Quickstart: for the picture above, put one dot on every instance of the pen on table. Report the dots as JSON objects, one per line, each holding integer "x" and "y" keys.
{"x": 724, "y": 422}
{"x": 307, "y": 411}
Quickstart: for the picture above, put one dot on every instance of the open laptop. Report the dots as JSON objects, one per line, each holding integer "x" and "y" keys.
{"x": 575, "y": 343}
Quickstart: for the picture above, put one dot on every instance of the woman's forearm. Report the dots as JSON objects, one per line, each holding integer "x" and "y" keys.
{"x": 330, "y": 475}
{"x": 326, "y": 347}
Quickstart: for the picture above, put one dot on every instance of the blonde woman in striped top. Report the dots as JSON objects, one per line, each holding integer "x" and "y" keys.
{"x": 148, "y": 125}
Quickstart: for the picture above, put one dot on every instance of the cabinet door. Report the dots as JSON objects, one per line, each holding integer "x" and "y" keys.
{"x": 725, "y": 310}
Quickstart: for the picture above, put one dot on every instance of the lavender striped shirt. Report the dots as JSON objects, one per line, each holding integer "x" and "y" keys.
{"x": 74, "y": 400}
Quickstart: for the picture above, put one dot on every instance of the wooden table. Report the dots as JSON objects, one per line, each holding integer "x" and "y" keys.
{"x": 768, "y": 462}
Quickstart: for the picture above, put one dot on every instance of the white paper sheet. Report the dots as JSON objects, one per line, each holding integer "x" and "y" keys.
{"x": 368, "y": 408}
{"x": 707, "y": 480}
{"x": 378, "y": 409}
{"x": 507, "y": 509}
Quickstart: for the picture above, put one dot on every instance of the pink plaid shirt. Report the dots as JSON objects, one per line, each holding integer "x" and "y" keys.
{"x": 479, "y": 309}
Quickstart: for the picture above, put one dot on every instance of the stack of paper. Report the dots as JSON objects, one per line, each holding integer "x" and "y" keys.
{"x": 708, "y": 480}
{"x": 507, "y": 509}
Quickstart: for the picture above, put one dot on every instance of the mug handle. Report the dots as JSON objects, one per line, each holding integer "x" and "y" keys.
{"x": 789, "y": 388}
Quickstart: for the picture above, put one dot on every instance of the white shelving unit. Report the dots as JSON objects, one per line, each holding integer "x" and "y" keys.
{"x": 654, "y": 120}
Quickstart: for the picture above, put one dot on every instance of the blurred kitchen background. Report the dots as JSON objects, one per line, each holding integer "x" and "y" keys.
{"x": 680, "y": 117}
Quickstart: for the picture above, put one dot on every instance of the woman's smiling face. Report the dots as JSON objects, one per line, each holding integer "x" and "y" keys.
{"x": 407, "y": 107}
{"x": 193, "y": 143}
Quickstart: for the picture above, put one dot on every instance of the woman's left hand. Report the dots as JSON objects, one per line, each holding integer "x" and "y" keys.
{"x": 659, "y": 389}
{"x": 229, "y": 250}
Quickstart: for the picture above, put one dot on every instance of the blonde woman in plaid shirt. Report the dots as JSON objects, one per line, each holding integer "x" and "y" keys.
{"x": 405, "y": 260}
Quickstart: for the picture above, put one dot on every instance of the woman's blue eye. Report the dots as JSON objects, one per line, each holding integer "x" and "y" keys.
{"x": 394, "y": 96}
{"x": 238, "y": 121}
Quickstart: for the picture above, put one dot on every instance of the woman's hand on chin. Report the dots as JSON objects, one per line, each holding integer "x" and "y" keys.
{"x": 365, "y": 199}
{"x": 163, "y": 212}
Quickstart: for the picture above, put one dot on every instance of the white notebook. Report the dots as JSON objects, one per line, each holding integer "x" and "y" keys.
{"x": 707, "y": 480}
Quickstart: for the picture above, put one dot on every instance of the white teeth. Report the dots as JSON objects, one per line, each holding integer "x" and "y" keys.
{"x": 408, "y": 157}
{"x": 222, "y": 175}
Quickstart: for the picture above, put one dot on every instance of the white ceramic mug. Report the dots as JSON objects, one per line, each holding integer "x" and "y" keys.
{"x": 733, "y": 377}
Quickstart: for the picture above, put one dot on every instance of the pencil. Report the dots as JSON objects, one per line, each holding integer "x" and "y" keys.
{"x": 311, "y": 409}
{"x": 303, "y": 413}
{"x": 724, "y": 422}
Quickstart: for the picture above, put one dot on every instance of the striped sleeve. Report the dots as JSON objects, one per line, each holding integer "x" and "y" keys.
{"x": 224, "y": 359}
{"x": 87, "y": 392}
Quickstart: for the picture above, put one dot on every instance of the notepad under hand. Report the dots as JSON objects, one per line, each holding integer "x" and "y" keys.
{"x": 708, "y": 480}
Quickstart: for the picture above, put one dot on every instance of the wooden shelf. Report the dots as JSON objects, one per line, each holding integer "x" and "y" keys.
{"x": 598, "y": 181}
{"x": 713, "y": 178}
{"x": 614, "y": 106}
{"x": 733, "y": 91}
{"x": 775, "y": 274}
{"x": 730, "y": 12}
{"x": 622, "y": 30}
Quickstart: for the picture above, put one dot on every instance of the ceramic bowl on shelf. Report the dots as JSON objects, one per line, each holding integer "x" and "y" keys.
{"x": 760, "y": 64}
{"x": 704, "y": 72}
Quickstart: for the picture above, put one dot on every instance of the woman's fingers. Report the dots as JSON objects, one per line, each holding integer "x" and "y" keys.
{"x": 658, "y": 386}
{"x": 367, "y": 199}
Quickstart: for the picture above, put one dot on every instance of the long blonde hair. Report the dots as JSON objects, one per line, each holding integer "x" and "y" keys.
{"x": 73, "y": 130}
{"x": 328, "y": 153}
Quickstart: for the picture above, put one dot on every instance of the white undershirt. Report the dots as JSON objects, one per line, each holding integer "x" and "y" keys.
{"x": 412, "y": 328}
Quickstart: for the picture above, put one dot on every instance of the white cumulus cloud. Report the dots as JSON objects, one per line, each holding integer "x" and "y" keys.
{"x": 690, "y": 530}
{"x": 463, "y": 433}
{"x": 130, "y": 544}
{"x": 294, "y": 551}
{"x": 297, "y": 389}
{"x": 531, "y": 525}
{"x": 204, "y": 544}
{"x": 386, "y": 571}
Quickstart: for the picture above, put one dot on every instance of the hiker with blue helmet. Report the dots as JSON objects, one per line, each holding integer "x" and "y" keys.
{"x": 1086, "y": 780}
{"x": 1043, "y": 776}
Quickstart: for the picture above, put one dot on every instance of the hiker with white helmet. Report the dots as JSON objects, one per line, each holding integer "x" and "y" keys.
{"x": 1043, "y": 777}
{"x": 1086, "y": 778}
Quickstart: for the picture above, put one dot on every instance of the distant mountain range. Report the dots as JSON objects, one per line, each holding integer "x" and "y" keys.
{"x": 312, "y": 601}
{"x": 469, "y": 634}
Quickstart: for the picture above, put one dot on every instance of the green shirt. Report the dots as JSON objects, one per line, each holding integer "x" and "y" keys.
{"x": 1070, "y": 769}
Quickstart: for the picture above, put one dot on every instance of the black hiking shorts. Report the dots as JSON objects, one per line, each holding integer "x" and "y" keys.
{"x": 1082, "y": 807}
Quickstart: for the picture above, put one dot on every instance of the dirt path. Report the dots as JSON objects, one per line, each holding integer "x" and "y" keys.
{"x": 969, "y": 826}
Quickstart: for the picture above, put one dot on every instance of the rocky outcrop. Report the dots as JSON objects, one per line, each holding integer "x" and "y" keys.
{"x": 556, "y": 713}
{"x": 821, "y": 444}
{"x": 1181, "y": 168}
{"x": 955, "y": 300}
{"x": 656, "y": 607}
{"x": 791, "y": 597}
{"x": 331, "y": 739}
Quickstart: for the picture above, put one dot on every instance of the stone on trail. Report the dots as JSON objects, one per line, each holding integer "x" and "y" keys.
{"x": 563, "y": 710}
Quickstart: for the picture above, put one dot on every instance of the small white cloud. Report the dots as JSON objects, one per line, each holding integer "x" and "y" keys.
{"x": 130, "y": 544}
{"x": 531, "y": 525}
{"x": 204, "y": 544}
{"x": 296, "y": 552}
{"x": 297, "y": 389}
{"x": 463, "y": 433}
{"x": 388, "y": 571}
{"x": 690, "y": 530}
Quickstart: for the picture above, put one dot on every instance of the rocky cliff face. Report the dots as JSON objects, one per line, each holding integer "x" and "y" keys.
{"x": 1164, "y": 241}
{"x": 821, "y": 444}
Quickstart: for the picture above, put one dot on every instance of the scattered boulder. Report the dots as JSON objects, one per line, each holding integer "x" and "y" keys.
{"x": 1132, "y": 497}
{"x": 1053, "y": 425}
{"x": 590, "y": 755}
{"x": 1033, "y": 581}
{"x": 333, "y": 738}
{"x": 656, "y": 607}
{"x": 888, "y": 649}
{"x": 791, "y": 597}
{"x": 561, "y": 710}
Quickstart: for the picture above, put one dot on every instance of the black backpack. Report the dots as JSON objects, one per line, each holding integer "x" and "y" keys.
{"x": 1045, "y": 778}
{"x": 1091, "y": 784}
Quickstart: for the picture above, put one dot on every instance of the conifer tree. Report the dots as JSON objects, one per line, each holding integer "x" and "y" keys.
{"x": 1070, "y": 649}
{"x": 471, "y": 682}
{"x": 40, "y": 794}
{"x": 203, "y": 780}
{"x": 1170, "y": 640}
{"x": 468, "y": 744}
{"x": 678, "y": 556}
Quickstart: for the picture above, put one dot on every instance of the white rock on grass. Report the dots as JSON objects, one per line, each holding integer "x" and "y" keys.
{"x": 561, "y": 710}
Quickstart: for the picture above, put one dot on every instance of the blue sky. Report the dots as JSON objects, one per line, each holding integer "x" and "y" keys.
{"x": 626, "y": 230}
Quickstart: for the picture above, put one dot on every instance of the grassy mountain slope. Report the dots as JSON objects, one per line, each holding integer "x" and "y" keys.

-- GOAL --
Starting at the line that contains "the rocky cliff" and ending at the last of the lines, write those lines out again with "scattered boulder" renamed to "loose boulder" and nothing else changed.

-- EXERCISE RESPONSE --
Quickstart: for the picture above, put one dot on every instance of the rocky cliff face. Report the dots as JSON objects, one per line, each holding integer "x" and "y" keys.
{"x": 1164, "y": 241}
{"x": 821, "y": 444}
Quickstart: for the picture above, put one dot on every instance of the loose boulder. Report the dots as JSON objects, one per line, each holding integer "x" and "y" keys.
{"x": 1132, "y": 497}
{"x": 1053, "y": 425}
{"x": 590, "y": 755}
{"x": 1033, "y": 581}
{"x": 333, "y": 738}
{"x": 656, "y": 607}
{"x": 888, "y": 649}
{"x": 791, "y": 597}
{"x": 561, "y": 710}
Quickstart: for the picture above, put one dot on every instance of the black backpack. Report the dots as JSON objects, one per line, each holding integer "x" and "y" keys.
{"x": 1045, "y": 778}
{"x": 1091, "y": 784}
Quickstart: for the picture above, put one dot on every instance of the conifer tree. Report the dots as JSON objects, one per line, each holding integer "x" and "y" keys.
{"x": 1070, "y": 649}
{"x": 471, "y": 682}
{"x": 40, "y": 794}
{"x": 203, "y": 780}
{"x": 1170, "y": 640}
{"x": 468, "y": 744}
{"x": 678, "y": 556}
Quickstart: for the picture above, put one dot on every instance of the white rock on grass. Report the dots as JSON objects, one per line, each holding integer "x" and "y" keys.
{"x": 561, "y": 710}
Quickstart: for the picture above, put one dot on every instance of the blue sky. Report the dots as JSON objects, one per line, each holding integer "x" and "y" keys.
{"x": 626, "y": 230}
Quickstart: for the picture above, put one dot on every instance of the grassy mountain slope. Report the dots as JSON objects, one per line, each holding integer "x" and "y" keys.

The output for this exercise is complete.